El primero de abril de 1976 aparecía en las bateas 2112, un álbum gestado a espaldas de su discográfica, que ya planeaba ponerlos en la calle por las bajas ventas de su música. La aventura épica de Neil Peart, Geddy Lee y Alex Lifeson fue un éxito comercial, crítica y artísticamente. Habían encontrado su voz mientras el género que los clasificaba comenzaba a desvanecerse.

**Enunciado 1:** Transcribe literalmente el tramo del fragmento sobre el álbum 2112 que va desde "El primero de" hasta "comenzaba a desvanecerse.".
**Enunciado 2:** Completa el fragmento sobre el álbum 2112 con la parte que le sigue, a partir de su última oración.

[Entradas del conjunto de datos sobre ubicación de objetos]
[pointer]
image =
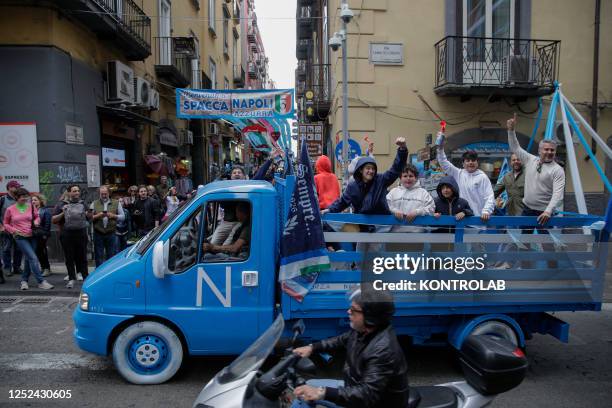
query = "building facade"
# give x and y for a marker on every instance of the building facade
(470, 62)
(98, 77)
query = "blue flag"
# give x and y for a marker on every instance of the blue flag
(302, 250)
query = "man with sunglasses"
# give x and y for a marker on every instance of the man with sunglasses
(544, 178)
(375, 371)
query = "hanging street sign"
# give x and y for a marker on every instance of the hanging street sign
(234, 104)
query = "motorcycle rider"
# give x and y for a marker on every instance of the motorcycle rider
(375, 371)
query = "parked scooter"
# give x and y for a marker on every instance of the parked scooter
(491, 366)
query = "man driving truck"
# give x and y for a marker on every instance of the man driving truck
(238, 241)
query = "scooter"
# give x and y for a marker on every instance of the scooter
(491, 365)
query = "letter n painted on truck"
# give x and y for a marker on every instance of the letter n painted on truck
(226, 300)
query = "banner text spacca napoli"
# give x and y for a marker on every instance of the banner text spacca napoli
(228, 104)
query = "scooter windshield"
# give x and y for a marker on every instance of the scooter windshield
(253, 357)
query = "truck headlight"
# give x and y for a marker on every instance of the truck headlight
(84, 301)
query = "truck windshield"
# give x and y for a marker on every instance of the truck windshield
(255, 355)
(146, 241)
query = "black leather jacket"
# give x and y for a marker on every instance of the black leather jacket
(375, 371)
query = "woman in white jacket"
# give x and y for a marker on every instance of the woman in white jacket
(409, 200)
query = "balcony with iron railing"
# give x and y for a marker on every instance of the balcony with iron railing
(303, 49)
(121, 22)
(472, 66)
(173, 57)
(239, 76)
(252, 70)
(305, 23)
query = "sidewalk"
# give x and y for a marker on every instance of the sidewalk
(58, 272)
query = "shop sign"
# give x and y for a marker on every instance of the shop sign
(113, 157)
(353, 150)
(19, 155)
(93, 170)
(312, 133)
(74, 134)
(423, 154)
(234, 104)
(387, 53)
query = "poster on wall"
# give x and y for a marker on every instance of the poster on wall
(19, 155)
(93, 170)
(113, 157)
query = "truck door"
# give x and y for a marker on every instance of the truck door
(212, 291)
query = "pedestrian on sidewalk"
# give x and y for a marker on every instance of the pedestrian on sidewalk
(124, 228)
(71, 215)
(10, 251)
(105, 214)
(146, 212)
(19, 220)
(172, 203)
(39, 202)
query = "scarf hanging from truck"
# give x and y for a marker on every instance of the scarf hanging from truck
(302, 248)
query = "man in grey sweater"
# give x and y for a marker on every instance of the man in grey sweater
(544, 178)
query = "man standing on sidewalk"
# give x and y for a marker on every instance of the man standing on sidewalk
(106, 213)
(10, 251)
(71, 215)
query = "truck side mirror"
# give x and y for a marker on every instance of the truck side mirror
(160, 259)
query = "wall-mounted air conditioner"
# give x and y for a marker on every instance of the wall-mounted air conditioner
(154, 99)
(186, 137)
(120, 83)
(142, 92)
(213, 128)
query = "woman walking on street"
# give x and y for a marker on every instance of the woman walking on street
(19, 220)
(39, 202)
(71, 215)
(172, 202)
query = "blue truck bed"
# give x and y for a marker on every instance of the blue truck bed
(568, 276)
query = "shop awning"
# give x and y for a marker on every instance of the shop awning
(125, 114)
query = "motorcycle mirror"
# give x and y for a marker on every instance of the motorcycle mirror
(299, 328)
(306, 366)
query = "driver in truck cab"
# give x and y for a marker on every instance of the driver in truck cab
(238, 240)
(375, 372)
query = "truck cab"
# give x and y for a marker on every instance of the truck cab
(167, 297)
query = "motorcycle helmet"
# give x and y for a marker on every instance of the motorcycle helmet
(378, 307)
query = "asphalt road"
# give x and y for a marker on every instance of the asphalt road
(37, 352)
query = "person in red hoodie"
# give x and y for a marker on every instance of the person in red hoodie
(326, 182)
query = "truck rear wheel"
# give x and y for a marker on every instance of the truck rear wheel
(147, 353)
(496, 328)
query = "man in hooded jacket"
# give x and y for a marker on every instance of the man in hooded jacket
(367, 193)
(326, 183)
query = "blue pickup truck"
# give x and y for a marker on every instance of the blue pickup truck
(164, 298)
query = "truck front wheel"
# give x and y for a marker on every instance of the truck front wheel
(147, 353)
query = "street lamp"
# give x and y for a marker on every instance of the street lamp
(337, 41)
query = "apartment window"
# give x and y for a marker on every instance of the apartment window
(226, 17)
(196, 78)
(212, 16)
(213, 73)
(487, 19)
(235, 47)
(237, 10)
(165, 29)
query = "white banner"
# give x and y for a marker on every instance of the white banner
(19, 155)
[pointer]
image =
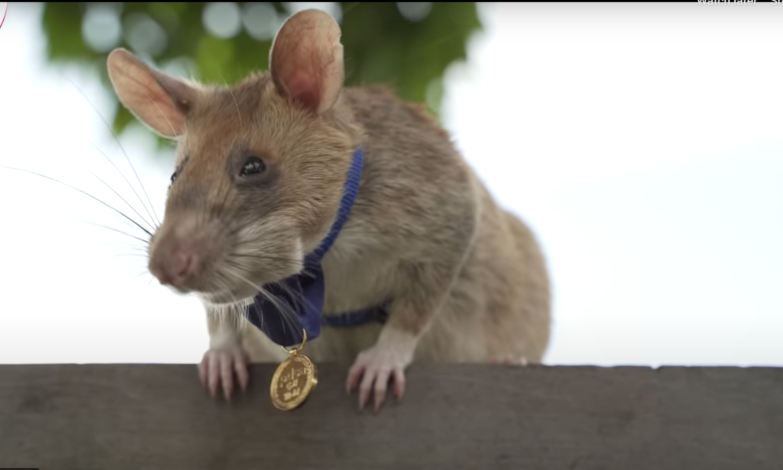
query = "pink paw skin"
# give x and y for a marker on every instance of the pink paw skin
(218, 367)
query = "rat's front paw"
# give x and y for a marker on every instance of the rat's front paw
(373, 370)
(218, 366)
(509, 360)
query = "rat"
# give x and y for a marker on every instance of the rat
(262, 175)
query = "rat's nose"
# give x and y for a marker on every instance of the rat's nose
(175, 266)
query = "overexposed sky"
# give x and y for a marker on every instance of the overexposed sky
(642, 142)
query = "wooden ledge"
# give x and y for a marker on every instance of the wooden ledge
(134, 417)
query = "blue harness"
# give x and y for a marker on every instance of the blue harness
(303, 293)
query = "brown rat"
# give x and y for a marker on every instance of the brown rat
(260, 171)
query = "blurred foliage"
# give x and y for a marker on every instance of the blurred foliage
(405, 45)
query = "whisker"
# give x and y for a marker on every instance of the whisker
(126, 180)
(81, 191)
(121, 148)
(146, 242)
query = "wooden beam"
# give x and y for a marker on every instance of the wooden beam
(134, 417)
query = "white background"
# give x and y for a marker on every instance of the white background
(642, 142)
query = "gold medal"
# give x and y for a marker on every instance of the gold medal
(293, 380)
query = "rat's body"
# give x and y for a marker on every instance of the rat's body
(260, 173)
(432, 208)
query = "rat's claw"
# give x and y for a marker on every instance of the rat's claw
(371, 373)
(217, 370)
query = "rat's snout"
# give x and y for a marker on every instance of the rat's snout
(175, 266)
(177, 258)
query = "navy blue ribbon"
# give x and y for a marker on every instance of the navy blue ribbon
(303, 293)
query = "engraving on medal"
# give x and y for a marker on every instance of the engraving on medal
(292, 382)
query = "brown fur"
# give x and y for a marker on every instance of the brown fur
(468, 280)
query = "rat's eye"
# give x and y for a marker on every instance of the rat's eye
(252, 166)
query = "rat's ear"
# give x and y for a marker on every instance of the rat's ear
(156, 99)
(306, 60)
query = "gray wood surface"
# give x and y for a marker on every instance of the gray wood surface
(138, 417)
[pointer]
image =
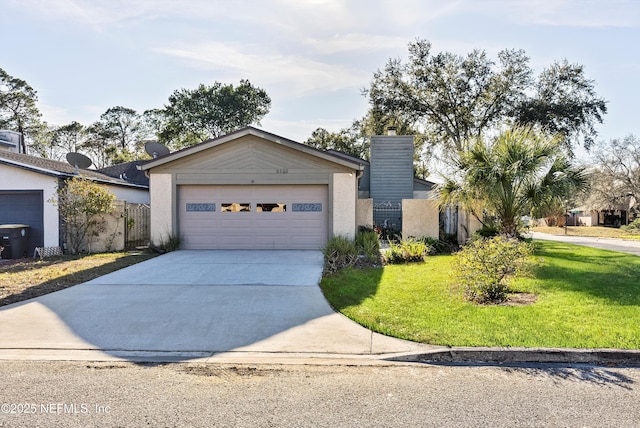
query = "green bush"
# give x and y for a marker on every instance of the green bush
(340, 252)
(484, 267)
(368, 244)
(406, 251)
(171, 243)
(633, 227)
(436, 246)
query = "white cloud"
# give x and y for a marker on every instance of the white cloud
(300, 75)
(571, 13)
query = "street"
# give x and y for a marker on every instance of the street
(197, 394)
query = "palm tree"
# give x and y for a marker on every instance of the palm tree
(510, 175)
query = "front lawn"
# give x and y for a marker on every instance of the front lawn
(592, 231)
(28, 278)
(586, 298)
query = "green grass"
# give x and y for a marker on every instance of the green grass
(591, 231)
(586, 298)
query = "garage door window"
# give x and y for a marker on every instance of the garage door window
(308, 207)
(271, 207)
(236, 207)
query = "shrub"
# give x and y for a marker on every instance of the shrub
(633, 227)
(368, 244)
(405, 251)
(436, 246)
(484, 267)
(340, 252)
(81, 205)
(171, 243)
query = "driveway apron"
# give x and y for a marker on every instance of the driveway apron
(195, 303)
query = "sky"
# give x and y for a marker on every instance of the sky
(313, 57)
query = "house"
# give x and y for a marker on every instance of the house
(251, 189)
(27, 184)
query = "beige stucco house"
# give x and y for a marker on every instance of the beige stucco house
(251, 189)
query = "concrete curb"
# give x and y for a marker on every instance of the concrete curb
(525, 355)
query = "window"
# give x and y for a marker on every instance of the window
(236, 207)
(271, 207)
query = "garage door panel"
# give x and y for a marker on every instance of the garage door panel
(282, 228)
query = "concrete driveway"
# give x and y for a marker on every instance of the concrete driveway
(193, 305)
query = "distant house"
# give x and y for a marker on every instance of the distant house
(27, 184)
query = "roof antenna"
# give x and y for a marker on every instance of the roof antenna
(155, 149)
(78, 160)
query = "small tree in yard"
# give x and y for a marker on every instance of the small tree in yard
(484, 267)
(82, 204)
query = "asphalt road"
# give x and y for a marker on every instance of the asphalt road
(72, 394)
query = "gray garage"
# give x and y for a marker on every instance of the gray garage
(24, 207)
(252, 190)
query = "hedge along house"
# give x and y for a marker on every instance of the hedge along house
(27, 185)
(251, 189)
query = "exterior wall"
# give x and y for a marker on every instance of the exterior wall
(131, 195)
(251, 160)
(420, 218)
(343, 196)
(364, 212)
(12, 178)
(391, 168)
(422, 194)
(112, 237)
(162, 198)
(467, 226)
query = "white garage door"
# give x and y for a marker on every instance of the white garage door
(253, 217)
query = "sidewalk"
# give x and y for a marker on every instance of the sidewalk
(612, 244)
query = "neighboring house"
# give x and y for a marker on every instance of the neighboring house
(28, 183)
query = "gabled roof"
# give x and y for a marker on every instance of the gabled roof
(258, 133)
(58, 169)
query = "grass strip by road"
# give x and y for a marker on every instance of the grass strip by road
(586, 298)
(591, 231)
(28, 278)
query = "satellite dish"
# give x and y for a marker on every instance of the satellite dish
(155, 149)
(78, 160)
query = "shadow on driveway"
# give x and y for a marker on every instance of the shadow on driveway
(195, 304)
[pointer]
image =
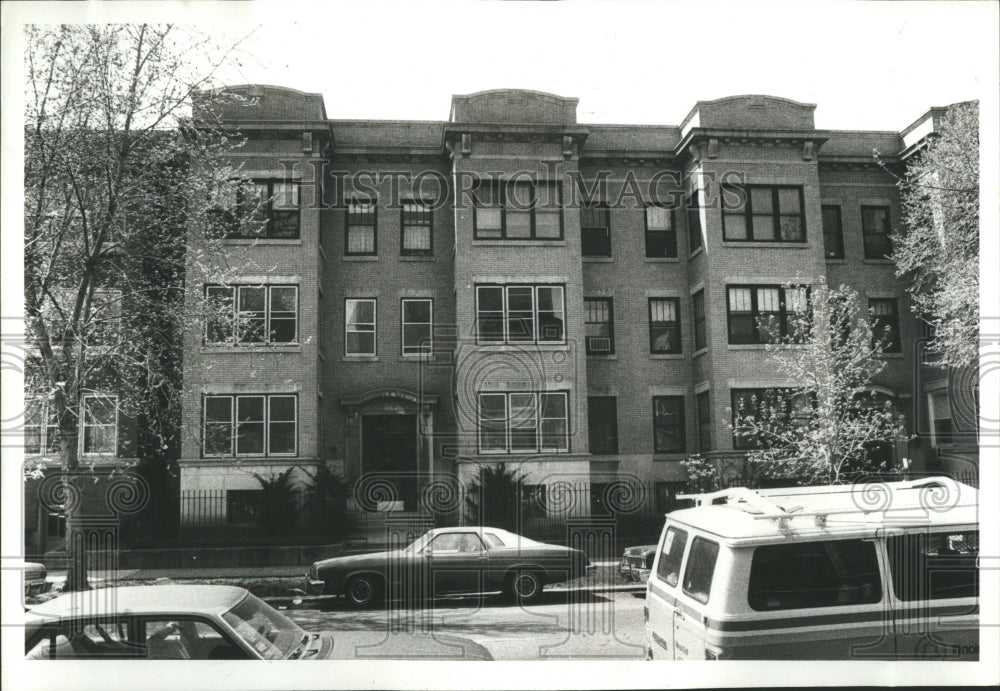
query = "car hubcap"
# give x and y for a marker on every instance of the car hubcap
(525, 586)
(361, 591)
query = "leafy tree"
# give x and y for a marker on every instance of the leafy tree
(493, 497)
(115, 174)
(938, 242)
(830, 421)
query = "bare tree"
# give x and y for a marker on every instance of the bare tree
(829, 421)
(938, 242)
(116, 174)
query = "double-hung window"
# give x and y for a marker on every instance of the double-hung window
(766, 314)
(418, 326)
(100, 425)
(361, 228)
(520, 314)
(417, 237)
(877, 230)
(769, 213)
(600, 325)
(595, 230)
(664, 325)
(523, 422)
(359, 326)
(694, 221)
(250, 425)
(263, 209)
(661, 237)
(252, 315)
(885, 323)
(833, 233)
(668, 424)
(519, 209)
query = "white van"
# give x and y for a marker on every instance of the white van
(872, 571)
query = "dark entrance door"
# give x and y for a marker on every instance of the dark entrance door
(389, 447)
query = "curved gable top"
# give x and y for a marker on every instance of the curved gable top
(752, 111)
(261, 102)
(513, 106)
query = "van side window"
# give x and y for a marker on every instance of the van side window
(814, 574)
(700, 569)
(669, 568)
(932, 566)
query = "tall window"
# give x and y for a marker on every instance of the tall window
(523, 422)
(41, 427)
(885, 323)
(360, 237)
(704, 410)
(600, 325)
(602, 417)
(595, 230)
(518, 210)
(770, 213)
(100, 425)
(418, 326)
(359, 326)
(877, 230)
(761, 314)
(249, 425)
(661, 238)
(664, 325)
(267, 209)
(698, 312)
(833, 233)
(416, 228)
(694, 221)
(520, 314)
(668, 424)
(252, 315)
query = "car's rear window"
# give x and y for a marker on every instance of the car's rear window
(814, 574)
(935, 566)
(669, 568)
(700, 569)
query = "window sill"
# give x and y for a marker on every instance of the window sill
(251, 349)
(263, 241)
(514, 347)
(519, 242)
(767, 244)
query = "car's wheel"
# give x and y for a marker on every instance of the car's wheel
(524, 587)
(363, 591)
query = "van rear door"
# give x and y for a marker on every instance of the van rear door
(662, 590)
(696, 588)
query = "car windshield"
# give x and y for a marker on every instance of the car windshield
(270, 633)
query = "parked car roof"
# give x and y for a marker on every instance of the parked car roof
(750, 516)
(150, 599)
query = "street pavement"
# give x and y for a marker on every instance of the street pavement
(573, 624)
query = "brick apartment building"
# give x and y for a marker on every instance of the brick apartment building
(422, 318)
(512, 285)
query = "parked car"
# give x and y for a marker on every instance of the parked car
(205, 622)
(451, 560)
(636, 563)
(35, 578)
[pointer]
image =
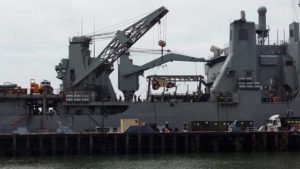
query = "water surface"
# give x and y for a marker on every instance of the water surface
(286, 160)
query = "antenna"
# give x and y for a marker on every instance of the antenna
(81, 27)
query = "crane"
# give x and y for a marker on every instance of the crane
(129, 73)
(81, 72)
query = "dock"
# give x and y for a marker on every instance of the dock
(12, 145)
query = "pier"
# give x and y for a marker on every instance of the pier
(153, 143)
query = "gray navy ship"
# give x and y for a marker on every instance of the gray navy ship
(248, 81)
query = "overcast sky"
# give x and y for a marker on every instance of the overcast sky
(34, 34)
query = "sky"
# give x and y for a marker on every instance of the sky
(34, 34)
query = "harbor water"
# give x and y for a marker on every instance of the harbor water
(279, 160)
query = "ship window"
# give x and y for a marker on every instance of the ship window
(291, 33)
(243, 34)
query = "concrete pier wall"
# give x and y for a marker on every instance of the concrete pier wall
(116, 143)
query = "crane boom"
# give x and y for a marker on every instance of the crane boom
(121, 43)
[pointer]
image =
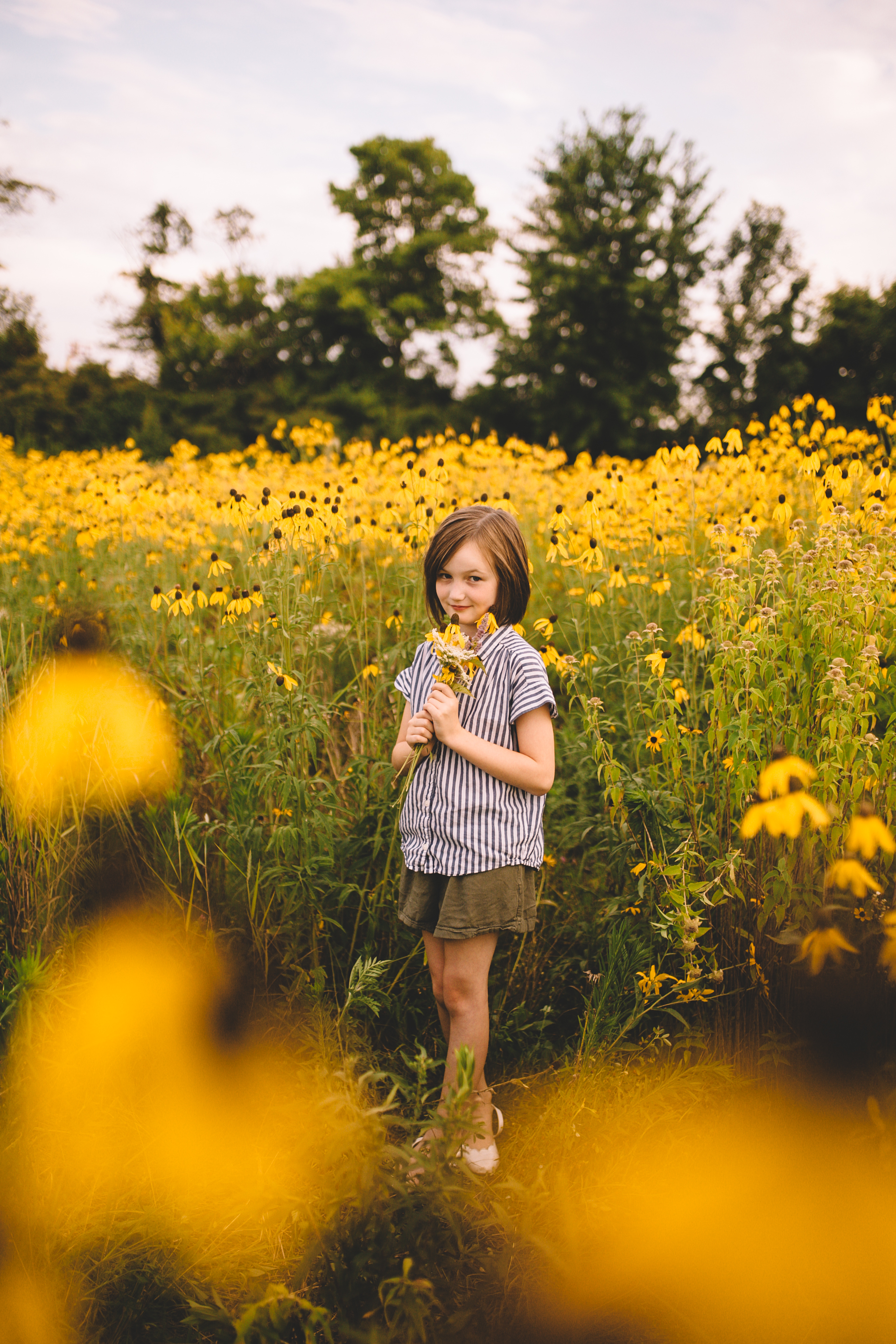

**Resultado 1:**
El primero de abril de 1976 aparecía en las bateas 2112, un álbum gestado a espaldas de su discográfica, que ya planeaba ponerlos en la calle por las bajas ventas de su música. La aventura épica de Neil Peart, Geddy Lee y Alex Lifeson fue un éxito comercial, crítica y artísticamente. Habían encontrado su voz mientras el género que los clasificaba comenzaba a desvanecerse.

**Resultado 2:**
Por Franco Rosso Lobo

01.04.2021

En el sexto episodio de la serie Freaks and Geeks, Nick Andopolis —encarnado por un incipiente Jason Segel—, prepara un ritual en el sótano de su casa. Hielo seco, luces de colores, auriculares, “The Spirit Of Radio” a todo volumen y frente a él un exageradisimo kit de batería, como el de su ídolo Neil Peart, de la banda canadiense Rush. Temido por su virtuosismo suprahumano y aborrecido por sus enroscadas composiciones, el trío que completaban Geddy Lee y Alex Lifeson, ofreció el canal perfecto para que los freaks sintonicen; un sueño, una mano extendida en la oscuridad. La escena se completa con un contraplano: el padre de Nick baja a ver qué está haciendo su hijo y la revelación es desgarradora. No tiene talento alguno. Sus opciones son convertirse en un gran baterista o unirse al ejército. Pero a Nick nada lo detiene, está inmerso en la música y mientras su padre se aleja con un gesto de desaprobación, continúa machacando los parches.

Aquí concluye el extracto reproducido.